* **Given entries**
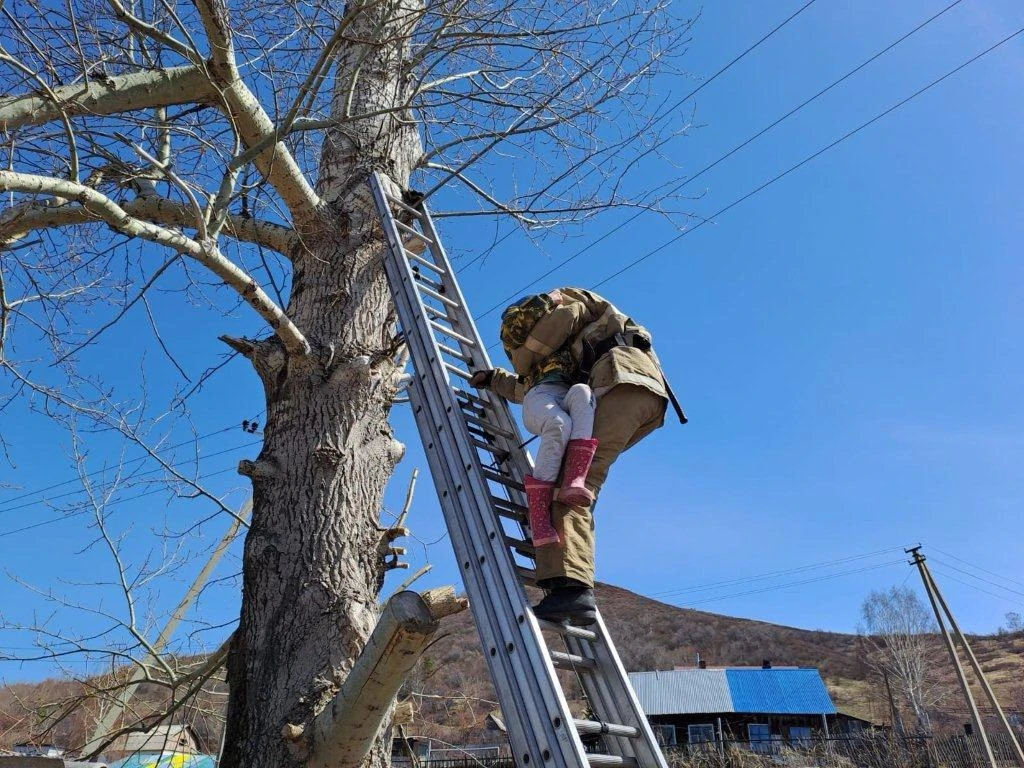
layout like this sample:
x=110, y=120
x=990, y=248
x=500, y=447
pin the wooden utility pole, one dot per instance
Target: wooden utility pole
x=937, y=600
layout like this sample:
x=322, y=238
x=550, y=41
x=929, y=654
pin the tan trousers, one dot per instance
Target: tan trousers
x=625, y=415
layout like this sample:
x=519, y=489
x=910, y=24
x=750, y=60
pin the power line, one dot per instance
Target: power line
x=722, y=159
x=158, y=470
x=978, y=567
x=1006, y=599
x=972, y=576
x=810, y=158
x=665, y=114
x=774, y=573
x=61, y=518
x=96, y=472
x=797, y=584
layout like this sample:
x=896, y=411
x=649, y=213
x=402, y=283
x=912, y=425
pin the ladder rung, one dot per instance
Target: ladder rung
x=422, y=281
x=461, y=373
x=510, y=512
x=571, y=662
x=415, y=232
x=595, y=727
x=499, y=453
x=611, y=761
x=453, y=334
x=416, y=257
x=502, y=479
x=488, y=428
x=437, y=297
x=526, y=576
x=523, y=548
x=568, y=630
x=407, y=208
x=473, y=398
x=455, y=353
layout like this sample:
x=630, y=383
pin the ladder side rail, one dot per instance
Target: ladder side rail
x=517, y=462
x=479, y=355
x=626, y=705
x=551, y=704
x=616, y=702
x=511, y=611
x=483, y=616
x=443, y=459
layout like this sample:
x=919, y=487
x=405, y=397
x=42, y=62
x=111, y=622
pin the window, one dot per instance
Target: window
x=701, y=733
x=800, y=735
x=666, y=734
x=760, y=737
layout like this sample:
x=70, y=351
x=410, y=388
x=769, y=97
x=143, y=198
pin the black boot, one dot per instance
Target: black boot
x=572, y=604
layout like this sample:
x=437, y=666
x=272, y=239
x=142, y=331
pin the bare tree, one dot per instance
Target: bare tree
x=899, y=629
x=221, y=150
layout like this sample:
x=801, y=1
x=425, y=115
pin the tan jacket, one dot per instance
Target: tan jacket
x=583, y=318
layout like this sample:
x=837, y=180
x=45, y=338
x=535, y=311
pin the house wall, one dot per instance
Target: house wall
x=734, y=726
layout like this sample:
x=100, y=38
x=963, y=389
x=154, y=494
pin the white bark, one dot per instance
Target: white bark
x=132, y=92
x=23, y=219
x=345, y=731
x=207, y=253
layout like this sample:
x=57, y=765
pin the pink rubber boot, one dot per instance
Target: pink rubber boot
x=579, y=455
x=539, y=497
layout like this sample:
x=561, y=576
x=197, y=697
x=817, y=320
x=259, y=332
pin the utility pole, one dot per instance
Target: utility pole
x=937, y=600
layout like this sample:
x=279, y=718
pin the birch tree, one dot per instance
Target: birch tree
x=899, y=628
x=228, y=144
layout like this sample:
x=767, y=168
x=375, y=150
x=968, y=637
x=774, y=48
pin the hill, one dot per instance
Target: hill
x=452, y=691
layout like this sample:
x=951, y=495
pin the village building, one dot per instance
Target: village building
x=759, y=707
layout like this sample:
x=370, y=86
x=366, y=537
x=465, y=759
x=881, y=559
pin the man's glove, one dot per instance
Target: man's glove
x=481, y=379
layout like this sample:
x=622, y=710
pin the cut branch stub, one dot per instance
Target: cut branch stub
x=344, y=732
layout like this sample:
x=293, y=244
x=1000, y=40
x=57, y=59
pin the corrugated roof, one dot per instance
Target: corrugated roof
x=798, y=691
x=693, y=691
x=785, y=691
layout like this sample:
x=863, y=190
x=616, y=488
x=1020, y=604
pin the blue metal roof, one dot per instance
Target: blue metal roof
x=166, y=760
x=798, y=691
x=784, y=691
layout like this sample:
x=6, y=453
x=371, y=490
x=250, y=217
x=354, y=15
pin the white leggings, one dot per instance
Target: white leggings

==

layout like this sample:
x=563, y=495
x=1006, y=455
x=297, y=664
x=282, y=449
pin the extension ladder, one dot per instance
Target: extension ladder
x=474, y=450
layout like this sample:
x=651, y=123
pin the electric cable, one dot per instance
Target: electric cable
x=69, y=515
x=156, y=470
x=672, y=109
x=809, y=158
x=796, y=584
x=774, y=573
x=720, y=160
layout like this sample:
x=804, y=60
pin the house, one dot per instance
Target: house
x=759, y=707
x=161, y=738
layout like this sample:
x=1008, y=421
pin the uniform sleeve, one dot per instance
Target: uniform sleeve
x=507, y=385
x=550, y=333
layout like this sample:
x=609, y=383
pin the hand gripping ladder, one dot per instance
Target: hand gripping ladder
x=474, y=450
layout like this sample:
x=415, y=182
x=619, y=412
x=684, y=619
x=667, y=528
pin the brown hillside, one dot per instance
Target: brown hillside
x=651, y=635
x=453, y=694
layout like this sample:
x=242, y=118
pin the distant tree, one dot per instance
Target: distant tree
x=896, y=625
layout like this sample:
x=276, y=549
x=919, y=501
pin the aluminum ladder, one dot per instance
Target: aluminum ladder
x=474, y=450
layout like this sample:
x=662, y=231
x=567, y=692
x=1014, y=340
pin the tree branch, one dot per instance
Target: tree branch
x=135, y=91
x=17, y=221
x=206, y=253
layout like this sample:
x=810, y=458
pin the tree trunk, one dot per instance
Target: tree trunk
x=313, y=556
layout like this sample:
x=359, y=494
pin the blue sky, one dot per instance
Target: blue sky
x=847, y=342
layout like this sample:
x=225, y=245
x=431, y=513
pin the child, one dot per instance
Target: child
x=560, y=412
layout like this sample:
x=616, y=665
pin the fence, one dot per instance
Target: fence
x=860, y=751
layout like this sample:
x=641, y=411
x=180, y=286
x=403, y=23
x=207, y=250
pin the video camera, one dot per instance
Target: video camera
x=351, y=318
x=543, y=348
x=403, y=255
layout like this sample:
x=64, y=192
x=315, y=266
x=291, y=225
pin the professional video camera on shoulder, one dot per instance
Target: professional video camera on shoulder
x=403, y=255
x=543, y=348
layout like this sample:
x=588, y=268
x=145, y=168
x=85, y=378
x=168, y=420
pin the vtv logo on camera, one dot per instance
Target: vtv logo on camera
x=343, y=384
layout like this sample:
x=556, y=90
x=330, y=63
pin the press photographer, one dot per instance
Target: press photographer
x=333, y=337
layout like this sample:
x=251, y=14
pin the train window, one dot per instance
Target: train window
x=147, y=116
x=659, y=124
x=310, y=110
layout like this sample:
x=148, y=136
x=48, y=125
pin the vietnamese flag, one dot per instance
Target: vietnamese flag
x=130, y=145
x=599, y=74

* **Exercise details**
Reproduce word for word the material above, beginning with the line that contains "x=431, y=513" and ending with the line that contains "x=48, y=125".

* **Output for this exercise**
x=431, y=513
pin the child, one dot per instance
Target: child
x=560, y=412
layout like this sample:
x=616, y=665
pin the fence, one dot per instance
Target: fence
x=860, y=751
layout like this sample:
x=641, y=411
x=180, y=286
x=403, y=23
x=207, y=250
pin the video camera, one dot per instance
Target: video camera
x=351, y=318
x=543, y=348
x=403, y=255
layout like this sample:
x=64, y=192
x=315, y=266
x=291, y=225
pin the professional video camera on shoulder, one dot per instance
Target: professional video camera on shoulder
x=403, y=255
x=543, y=348
layout like this sample:
x=588, y=268
x=145, y=168
x=85, y=378
x=168, y=420
pin the vtv logo on camera, one dot per instance
Target: vtv logo on camera
x=343, y=384
layout like this sample:
x=556, y=90
x=330, y=63
pin the press photographer, one dot per instance
Target: press photographer
x=333, y=337
layout like this sample:
x=251, y=14
pin the train window, one dot per instance
Target: train window
x=147, y=116
x=659, y=124
x=310, y=110
layout like this sample:
x=148, y=136
x=48, y=125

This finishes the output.